EthNoise!

The Music, Language, and Culture Workshop

May 23 – Andrea Harris Jordan and Melanie Zeck

Thursday, May 23 at 4:30 pm in Goodspeed 205
We have the honor of presenting both Melanie Zeck and Andrea Harris Jordan. Their abstracts are below, please come prepared to engage with their research.

Music plays an important role in yearly rituals, school activities, and the hobbies and daily life of the Japanese who live in the mountainous area of central Honshu, Japan. Based off a year of life and informal fieldwork in Taka-cho and its surroundings, I will paint a picture of musical life in these communities through four broad strokes. First, Japanese seasonal festivals are always accompanied by ritual music making. Second, school festivals are places of both recorded music, but especially choral music are highly prominent. Indeed, choral music and amateur music making is valued by people of all ages in Japan. Third, Western Art Music has come to hold a notable place in the musical life on Japanese people, even in small mountain towns. Fourth, I will argue that western-style recorded music is a prevalent tool in sonically demarcating the local community. – AHJ

“The ‘Victor’ in Education: The Implications of Early Sacred Music Recordings for a ‘A Higher Order of Citizenship’”
This paper explores the relationship between early sacred music recordings and the (re)defining of America’s ethical value system through music education between 1900 and 1940. A pioneer in the recorded sound industry, the Victor Talking Machine Company (VTMC), produced a continuous stream of recordings but differentiated itself from its competitors by establishing a demand for these recordings through an extensive educational program. In so doing, the VTMC strove to position itself as the nucleus of America’s musical life, as both facets of the VTMC’s agenda worked together to cultivate America’s musical taste in an era of technological innovation.

- _What the task requires_:
Continue the workshop announcement, picking up after its final sentence about the Victor Talking Machine Company.

- _Dataset entries_:

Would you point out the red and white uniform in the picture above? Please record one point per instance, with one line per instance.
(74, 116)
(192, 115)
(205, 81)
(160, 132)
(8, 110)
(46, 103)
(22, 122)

- _Exercise output_:
In 1910 renowned educator and founding president of the Music Supervisors National Conference Frances Elliott Clark first introduced recorded sound through Victor Talking Machines (Victrolas) in the Milwaukee public schools, championing increased exposure to music as the gateway to a “higher order of citizenship.” Recruited by the VTMC later that year to serve as chair of its new Department of Education, over the next five years, Clark oversaw the placement of Victrolas in schools throughout 2700 American cities. Her primary responsibility at VTMC was to ensure that, through the advent of recorded sound technology, all Americans had access to “good” music—namely, music that served as a tool of social uplift and as a positive force on the individual and collective moral compass of Americans. After consulting her copious writings (many of which are still in manuscript), I contend that her belief in and commitment to promoting music’s positive effect on America’s ethical value system remained stalwart throughout her career.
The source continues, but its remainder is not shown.